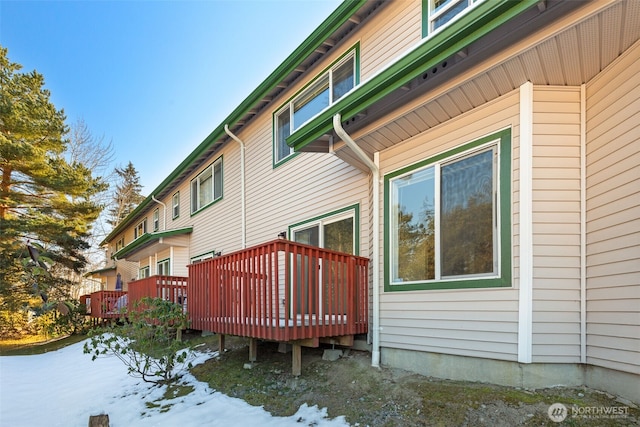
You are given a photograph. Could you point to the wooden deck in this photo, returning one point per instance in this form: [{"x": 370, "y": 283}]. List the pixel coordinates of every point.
[
  {"x": 106, "y": 304},
  {"x": 278, "y": 291},
  {"x": 169, "y": 288},
  {"x": 281, "y": 291}
]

—————

Task description
Give the listing again exactly, excluding pictures.

Solution to this problem
You are given a photograph. Could you point to the wooden deck in this photo, returning one point per instance in this form: [{"x": 370, "y": 283}]. List the pixel coordinates of every point.
[
  {"x": 106, "y": 304},
  {"x": 278, "y": 291},
  {"x": 169, "y": 288},
  {"x": 281, "y": 291}
]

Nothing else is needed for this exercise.